Copy verbatim the block of lines in the entries below whose first line contains "Target: man's beard" and whose last line contains "Target: businessman". Leave out all other lines.

Excerpts from a dataset
———
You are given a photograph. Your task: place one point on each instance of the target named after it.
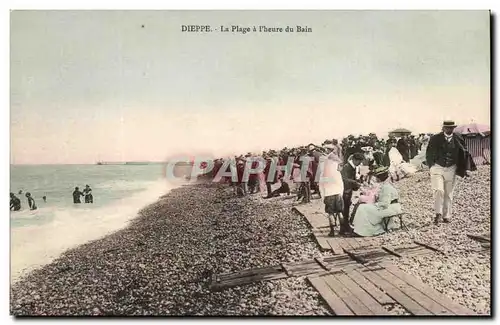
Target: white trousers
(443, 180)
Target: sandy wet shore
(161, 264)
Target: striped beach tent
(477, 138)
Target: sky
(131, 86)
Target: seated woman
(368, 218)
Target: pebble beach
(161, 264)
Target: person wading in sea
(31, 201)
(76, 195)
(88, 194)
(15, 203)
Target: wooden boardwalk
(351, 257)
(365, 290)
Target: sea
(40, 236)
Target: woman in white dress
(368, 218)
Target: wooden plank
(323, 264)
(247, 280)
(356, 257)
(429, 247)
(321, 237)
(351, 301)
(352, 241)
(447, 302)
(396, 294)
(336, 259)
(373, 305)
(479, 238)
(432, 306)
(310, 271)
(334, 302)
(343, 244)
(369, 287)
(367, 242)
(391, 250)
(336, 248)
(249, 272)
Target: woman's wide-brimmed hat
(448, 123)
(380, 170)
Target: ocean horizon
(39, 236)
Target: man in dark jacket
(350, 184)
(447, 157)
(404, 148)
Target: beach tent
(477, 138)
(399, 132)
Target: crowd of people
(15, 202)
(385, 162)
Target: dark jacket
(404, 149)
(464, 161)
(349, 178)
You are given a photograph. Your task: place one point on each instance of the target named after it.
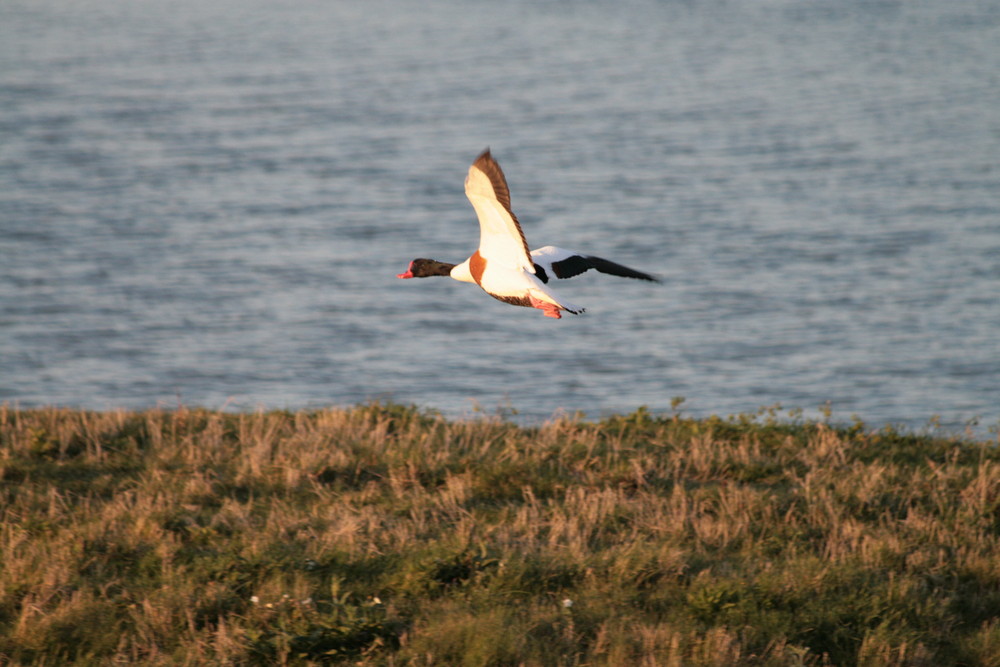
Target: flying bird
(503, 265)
———
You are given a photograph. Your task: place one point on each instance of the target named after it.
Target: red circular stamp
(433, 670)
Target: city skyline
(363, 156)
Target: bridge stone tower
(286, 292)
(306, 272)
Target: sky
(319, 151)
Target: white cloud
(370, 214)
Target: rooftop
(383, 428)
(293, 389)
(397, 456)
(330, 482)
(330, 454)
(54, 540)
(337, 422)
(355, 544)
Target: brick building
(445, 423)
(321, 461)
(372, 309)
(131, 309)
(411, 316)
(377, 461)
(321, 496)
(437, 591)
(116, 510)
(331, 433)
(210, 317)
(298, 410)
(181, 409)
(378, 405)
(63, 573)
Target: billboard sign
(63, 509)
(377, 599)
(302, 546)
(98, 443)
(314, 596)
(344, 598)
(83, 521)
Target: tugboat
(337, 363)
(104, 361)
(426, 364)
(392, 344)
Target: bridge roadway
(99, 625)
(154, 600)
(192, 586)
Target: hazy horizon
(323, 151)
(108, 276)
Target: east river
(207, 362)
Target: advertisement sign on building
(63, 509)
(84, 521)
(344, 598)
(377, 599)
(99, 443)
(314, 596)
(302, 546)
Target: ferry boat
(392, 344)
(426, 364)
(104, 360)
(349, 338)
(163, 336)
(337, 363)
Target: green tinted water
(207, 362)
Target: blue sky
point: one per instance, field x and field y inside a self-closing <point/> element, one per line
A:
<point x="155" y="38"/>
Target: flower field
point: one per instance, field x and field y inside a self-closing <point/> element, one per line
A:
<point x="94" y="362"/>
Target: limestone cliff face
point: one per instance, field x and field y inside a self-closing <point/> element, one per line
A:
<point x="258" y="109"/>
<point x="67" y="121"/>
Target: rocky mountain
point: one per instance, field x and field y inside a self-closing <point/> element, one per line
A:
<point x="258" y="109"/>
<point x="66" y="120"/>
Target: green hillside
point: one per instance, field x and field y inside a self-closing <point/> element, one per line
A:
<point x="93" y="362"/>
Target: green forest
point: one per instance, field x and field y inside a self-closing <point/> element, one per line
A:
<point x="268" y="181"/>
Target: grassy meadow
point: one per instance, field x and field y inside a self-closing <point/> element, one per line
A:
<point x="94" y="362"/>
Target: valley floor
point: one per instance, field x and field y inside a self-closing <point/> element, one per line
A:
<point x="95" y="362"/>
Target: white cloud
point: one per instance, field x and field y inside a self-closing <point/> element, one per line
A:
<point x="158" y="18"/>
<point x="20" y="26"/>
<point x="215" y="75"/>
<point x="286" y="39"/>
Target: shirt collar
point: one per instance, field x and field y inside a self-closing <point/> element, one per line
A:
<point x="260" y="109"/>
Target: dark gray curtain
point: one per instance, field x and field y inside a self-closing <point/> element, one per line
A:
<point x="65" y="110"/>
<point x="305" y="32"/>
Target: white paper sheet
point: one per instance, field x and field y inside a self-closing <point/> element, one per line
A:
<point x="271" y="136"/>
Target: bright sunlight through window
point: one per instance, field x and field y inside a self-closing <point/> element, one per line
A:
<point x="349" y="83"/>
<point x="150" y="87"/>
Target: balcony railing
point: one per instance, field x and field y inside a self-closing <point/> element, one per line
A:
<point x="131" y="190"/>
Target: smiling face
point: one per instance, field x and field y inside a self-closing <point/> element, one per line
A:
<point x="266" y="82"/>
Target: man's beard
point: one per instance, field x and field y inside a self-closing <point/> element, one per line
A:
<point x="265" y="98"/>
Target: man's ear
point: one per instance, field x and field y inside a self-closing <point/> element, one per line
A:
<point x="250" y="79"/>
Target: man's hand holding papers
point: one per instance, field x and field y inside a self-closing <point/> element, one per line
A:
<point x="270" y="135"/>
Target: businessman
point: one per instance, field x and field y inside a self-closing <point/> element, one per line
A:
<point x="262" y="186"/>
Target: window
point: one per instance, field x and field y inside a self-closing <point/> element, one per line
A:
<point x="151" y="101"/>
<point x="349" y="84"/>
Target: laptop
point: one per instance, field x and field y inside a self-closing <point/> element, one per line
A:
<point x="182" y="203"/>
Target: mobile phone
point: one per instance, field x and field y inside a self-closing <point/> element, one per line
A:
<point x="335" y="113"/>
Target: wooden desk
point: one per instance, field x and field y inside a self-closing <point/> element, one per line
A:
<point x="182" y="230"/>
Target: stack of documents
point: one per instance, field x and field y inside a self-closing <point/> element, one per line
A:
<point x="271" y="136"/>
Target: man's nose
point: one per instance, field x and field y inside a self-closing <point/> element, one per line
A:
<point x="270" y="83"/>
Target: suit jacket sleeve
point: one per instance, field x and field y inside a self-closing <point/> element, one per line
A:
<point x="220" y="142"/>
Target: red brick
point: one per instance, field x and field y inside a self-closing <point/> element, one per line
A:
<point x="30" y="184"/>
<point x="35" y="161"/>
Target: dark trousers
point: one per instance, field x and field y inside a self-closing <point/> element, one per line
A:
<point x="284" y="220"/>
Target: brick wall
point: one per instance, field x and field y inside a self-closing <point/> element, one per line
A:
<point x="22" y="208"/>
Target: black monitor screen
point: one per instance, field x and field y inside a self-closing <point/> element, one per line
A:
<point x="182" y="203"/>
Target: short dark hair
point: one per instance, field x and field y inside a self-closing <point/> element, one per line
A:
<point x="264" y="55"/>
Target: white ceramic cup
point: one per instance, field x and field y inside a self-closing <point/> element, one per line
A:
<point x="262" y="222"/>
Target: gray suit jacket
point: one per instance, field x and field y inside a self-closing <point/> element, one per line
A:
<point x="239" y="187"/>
———
● **TASK OUTPUT**:
Target: man's beard
point: one per instance, field x and field y inside a self-closing <point/> element, one per line
A:
<point x="265" y="98"/>
Target: man's ear
point: one per instance, field x and field y inside a self-closing <point/> element, one per line
A:
<point x="250" y="79"/>
Target: man's hand holding papers
point: one per instance, field x and field y inside a self-closing <point/> element, one per line
A:
<point x="270" y="135"/>
Target: businessman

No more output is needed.